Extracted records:
%%

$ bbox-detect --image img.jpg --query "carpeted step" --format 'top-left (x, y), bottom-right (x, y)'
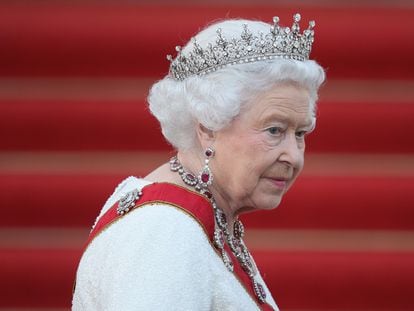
top-left (0, 100), bottom-right (169, 151)
top-left (2, 228), bottom-right (414, 253)
top-left (1, 152), bottom-right (412, 177)
top-left (1, 248), bottom-right (413, 310)
top-left (255, 250), bottom-right (414, 311)
top-left (0, 248), bottom-right (81, 308)
top-left (0, 4), bottom-right (413, 79)
top-left (1, 78), bottom-right (413, 103)
top-left (1, 174), bottom-right (413, 229)
top-left (243, 175), bottom-right (414, 230)
top-left (1, 100), bottom-right (413, 153)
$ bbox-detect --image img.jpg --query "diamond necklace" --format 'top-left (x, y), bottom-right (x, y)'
top-left (169, 156), bottom-right (267, 304)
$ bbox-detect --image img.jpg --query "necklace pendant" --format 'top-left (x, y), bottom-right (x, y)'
top-left (198, 165), bottom-right (213, 188)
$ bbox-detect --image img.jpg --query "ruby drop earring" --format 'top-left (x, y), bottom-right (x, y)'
top-left (197, 147), bottom-right (214, 189)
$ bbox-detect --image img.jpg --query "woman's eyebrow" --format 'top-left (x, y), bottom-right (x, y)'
top-left (299, 119), bottom-right (315, 130)
top-left (259, 113), bottom-right (290, 125)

%%

Task statement: Output all of the entries verbatim, leaving out any images.

Result of this task:
$ bbox-detect --image img.jpg --query "carpeted step" --format 'top-left (x, y), bottom-right (x, y)'
top-left (0, 100), bottom-right (169, 151)
top-left (2, 228), bottom-right (414, 253)
top-left (1, 152), bottom-right (412, 177)
top-left (1, 248), bottom-right (413, 310)
top-left (255, 250), bottom-right (414, 311)
top-left (0, 248), bottom-right (81, 308)
top-left (0, 4), bottom-right (413, 79)
top-left (1, 78), bottom-right (413, 103)
top-left (1, 174), bottom-right (413, 229)
top-left (243, 175), bottom-right (414, 230)
top-left (1, 100), bottom-right (413, 153)
$ bbox-detect --image img.jpg --query "diamond necklace" --format 'top-left (x, y), bottom-right (x, y)'
top-left (169, 156), bottom-right (267, 304)
$ bbox-detect --image img.jpg --query "necklace pendant" --format 'top-left (x, y), bottom-right (x, y)'
top-left (198, 165), bottom-right (213, 188)
$ bbox-detect --image img.jpg --query "ruby drop earring" --format 'top-left (x, y), bottom-right (x, y)'
top-left (197, 147), bottom-right (214, 189)
$ bbox-detect --image img.jpg --query "woman's eyebrow" --format 'top-left (x, y), bottom-right (x, y)'
top-left (299, 119), bottom-right (315, 130)
top-left (259, 113), bottom-right (290, 125)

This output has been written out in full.